**EXTRACT:**
She was told to zero in on male anarchists—seekers and romantics susceptible to the manipulations of a brassy young woman.
On a warm August day in 2004, Eric McDavid was sitting inside a house near Des Moines University in Iowa, talking to Zach Jenson, a guy he’d just met, about life as a roving environmental activist. McDavid was 26, Jenson 19, but Jenson was much more experienced—he’d already taken part in loud but uneventful demonstrations that summer at the G8 Summit, an economic forum for the world’s industrialized powers held on Sea Island, Georgia, and at the Democratic National Convention in Boston.
Both men were in town to attend the third annual CrimethInc, an invitation-only gathering for anarchists and anticapitalists eager to share ideas about political organizing. (The name is a play on “thoughtcrime,” from George Orwell’s 1984.) Roughly 15 people who were in town for the event were staying in the same group house.
The phone rang. It was a woman Jenson knew named Anna, who said she’d hitchhiked from Florida and needed a ride in from a truck stop. Jenson, McDavid, and a few others drove out to fetch her.

(Referring expression data)

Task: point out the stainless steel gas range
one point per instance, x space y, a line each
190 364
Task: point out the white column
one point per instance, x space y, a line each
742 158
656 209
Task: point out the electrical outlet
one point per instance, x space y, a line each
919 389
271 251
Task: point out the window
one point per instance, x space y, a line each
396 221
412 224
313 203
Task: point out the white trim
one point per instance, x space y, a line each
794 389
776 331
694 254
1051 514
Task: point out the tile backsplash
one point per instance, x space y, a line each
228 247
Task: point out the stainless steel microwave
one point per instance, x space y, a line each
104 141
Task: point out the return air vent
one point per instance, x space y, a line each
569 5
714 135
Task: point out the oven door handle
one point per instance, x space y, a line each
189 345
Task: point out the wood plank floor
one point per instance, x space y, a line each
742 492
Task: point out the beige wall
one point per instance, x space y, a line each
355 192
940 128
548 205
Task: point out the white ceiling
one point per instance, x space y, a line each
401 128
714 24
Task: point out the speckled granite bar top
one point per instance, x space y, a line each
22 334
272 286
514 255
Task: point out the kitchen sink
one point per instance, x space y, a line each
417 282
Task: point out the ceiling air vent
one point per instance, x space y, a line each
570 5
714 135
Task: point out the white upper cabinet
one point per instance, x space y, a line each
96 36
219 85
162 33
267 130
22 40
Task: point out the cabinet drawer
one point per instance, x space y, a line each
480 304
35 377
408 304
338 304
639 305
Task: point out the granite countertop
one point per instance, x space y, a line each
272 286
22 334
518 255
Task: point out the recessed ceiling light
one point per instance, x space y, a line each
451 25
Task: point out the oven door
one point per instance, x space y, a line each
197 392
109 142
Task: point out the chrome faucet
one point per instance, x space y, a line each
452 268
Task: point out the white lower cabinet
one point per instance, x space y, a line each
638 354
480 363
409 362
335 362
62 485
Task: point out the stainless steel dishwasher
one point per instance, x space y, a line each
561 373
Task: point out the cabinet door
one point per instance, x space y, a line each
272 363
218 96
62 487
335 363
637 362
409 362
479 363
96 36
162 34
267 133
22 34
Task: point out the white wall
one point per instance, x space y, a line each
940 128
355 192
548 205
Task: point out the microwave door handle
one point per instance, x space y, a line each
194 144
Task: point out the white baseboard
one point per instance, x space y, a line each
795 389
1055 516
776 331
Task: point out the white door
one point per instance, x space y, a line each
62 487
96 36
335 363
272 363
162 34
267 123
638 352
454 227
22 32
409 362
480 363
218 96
==
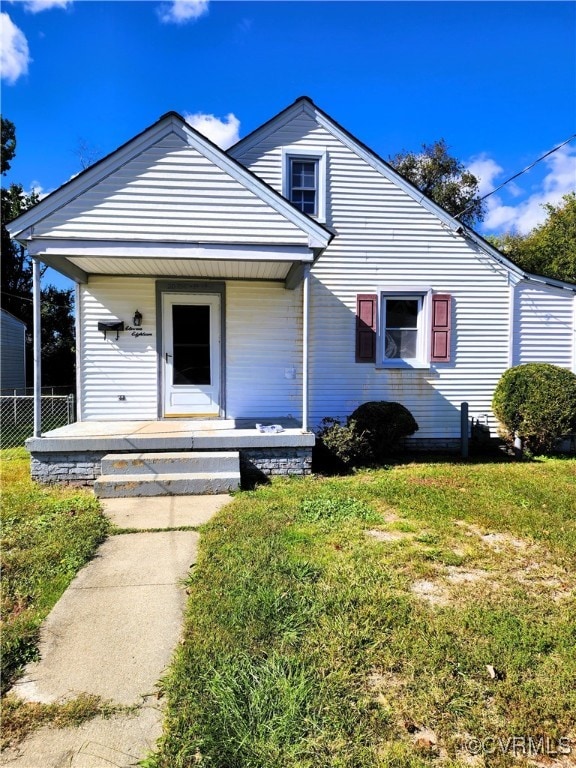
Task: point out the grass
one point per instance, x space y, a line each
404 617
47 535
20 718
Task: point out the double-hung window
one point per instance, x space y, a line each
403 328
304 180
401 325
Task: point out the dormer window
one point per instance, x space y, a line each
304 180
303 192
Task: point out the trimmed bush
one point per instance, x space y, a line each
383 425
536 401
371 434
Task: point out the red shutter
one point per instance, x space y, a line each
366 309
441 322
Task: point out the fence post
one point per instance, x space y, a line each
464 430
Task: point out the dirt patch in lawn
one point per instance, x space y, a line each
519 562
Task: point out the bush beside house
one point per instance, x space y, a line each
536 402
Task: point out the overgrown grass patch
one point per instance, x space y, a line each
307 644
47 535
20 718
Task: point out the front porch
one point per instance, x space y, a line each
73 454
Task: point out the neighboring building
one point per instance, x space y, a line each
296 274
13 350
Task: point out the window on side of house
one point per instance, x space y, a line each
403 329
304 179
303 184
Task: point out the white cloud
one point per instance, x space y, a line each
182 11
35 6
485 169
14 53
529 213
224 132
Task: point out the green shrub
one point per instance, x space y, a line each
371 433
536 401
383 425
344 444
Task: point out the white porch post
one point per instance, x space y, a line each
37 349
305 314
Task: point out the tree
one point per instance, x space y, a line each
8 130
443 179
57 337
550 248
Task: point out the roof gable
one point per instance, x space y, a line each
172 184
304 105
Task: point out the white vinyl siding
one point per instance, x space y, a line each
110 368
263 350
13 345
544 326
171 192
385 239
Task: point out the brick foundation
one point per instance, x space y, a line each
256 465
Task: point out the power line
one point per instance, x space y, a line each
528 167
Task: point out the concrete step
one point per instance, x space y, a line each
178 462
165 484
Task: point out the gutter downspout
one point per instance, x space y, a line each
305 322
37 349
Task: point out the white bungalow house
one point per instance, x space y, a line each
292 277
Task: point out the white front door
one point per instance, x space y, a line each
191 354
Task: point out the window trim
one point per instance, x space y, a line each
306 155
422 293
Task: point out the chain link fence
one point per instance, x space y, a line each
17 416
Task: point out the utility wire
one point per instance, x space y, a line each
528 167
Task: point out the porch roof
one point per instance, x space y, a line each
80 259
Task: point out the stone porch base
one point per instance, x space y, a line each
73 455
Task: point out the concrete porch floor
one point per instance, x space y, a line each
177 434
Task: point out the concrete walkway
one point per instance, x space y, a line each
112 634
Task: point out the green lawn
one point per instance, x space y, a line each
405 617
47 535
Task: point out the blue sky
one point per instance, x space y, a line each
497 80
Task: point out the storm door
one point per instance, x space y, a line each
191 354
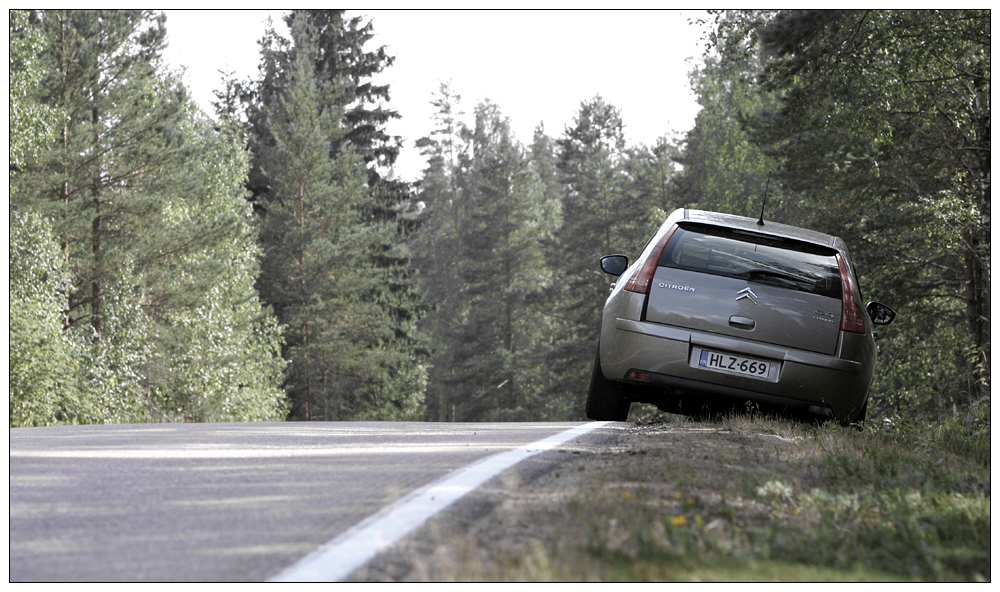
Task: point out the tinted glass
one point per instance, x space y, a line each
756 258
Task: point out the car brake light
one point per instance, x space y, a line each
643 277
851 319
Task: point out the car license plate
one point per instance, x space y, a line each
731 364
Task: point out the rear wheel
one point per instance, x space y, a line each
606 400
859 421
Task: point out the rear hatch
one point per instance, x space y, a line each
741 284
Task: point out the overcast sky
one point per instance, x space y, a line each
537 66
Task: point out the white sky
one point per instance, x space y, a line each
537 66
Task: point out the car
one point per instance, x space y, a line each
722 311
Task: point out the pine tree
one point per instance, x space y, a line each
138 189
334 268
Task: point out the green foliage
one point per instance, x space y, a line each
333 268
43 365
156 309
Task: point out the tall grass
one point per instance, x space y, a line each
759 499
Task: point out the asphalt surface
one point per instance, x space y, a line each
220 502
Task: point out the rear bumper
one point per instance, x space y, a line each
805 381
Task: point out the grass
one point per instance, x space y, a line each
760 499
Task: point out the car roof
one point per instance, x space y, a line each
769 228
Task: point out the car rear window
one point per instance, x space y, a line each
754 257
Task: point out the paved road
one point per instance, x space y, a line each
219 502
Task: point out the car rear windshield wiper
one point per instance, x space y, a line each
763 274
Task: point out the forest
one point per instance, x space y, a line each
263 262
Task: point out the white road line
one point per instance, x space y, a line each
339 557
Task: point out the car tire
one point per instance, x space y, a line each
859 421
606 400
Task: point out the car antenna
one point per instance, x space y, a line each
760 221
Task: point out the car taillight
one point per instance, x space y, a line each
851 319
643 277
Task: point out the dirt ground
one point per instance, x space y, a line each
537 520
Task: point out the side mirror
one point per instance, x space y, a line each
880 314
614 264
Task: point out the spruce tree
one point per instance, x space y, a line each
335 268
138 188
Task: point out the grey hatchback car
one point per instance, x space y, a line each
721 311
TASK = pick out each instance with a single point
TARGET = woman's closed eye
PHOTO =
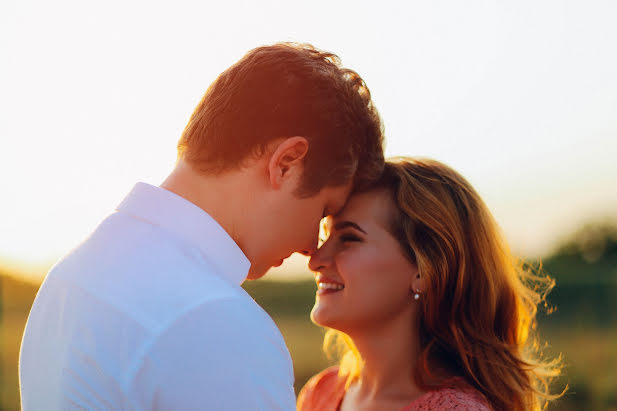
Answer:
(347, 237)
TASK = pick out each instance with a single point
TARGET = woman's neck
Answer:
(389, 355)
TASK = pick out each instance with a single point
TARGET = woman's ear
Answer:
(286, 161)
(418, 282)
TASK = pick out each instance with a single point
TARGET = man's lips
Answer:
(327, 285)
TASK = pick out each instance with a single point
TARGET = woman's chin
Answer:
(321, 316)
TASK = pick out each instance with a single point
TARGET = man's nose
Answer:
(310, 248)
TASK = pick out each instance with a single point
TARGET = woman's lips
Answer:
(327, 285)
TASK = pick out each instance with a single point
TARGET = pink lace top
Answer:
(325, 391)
* * *
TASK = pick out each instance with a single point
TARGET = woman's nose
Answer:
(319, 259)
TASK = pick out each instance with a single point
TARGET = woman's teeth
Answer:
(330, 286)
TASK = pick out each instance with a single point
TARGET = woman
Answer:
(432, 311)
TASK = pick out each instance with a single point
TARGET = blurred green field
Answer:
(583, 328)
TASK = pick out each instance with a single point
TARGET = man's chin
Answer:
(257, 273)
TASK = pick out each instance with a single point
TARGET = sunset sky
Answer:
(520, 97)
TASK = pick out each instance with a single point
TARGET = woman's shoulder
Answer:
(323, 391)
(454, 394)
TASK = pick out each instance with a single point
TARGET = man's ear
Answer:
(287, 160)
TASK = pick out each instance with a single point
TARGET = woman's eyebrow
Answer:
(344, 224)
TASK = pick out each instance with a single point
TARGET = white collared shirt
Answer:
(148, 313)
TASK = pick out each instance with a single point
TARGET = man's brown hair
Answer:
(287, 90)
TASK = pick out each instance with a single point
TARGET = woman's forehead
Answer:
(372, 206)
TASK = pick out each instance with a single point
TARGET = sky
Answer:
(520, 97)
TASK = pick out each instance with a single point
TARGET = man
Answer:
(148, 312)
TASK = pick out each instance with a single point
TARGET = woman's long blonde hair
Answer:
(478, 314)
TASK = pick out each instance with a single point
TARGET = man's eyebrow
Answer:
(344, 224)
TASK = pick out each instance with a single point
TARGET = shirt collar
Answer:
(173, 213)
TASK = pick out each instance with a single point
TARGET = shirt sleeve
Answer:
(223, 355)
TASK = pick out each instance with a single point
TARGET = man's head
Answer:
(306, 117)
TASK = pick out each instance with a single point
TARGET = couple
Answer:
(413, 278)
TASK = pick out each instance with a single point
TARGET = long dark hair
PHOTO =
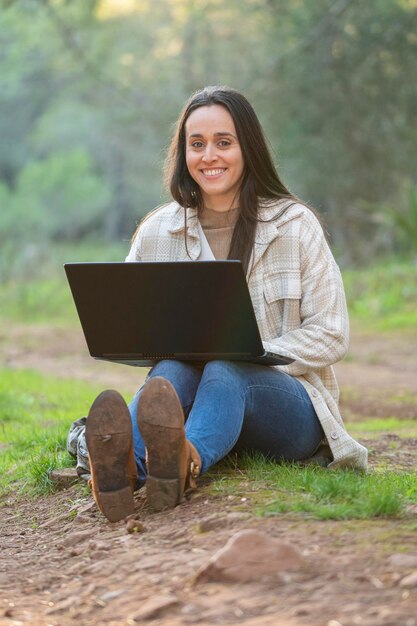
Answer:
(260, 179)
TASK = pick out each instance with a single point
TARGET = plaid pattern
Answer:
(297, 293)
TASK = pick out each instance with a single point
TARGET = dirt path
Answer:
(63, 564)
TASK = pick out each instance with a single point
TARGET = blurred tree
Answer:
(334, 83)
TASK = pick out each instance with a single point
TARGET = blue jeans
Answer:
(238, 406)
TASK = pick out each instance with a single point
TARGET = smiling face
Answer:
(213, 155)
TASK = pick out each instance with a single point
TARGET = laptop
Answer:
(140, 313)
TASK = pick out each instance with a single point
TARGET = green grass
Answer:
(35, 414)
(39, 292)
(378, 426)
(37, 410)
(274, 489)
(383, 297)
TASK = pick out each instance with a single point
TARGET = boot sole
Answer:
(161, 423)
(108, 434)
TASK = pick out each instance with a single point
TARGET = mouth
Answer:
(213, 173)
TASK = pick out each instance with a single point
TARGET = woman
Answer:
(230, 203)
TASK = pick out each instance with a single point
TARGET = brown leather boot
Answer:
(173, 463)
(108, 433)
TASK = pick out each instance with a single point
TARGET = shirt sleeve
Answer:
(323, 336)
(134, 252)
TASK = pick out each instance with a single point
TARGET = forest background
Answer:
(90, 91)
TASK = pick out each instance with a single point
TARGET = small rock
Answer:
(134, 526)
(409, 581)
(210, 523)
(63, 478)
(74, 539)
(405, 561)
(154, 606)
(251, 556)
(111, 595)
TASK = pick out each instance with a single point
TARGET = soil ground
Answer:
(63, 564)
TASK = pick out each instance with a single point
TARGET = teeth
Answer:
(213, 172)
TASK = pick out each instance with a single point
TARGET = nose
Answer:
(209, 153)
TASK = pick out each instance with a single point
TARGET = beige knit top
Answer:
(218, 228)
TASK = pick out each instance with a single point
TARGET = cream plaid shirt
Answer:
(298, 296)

**PROBLEM 1:**
Sum up the McDavid extract in two sentences.
**PROBLEM 2:**
Turn the paragraph of the McDavid extract that begins "Both men were in town" into a short bulleted list that keeps its main facts.
**PROBLEM 3:**
Please copy the McDavid extract word for word, starting at "On a warm August" and ending at "Convention in Boston.".
The listing is separate material and has no connection to the McDavid extract.

**EXPECTED OUTPUT 1:**
In August 2004, Eric McDavid, 26, met Zach Jenson, 19, at a group house near Des Moines University in Iowa, where both had come for CrimethInc, an invitation-only gathering of anarchists and anticapitalists. As they talked about life as roving environmental activists, a woman Jenson knew named Anna phoned for a ride from a truck stop, and Jenson, McDavid, and a few others drove out to get her.

**EXPECTED OUTPUT 2:**
- Both men came to attend the third annual CrimethInc.
- It was an invitation-only gathering where anarchists and anticapitalists shared ideas about political organizing.
- The name plays on "thoughtcrime," from George Orwell's 1984.
- About 15 people in town for the event stayed in the same group house.

**EXPECTED OUTPUT 3:**
On a warm August day in 2004, Eric McDavid was sitting inside a house near Des Moines University in Iowa, talking to Zach Jenson, a guy he’d just met, about life as a roving environmental activist. McDavid was 26, Jenson 19, but Jenson was much more experienced—he’d already taken part in loud but uneventful demonstrations that summer at the G8 Summit, an economic forum for the world’s industrialized powers held on Sea Island, Georgia, and at the Democratic National Convention in Boston.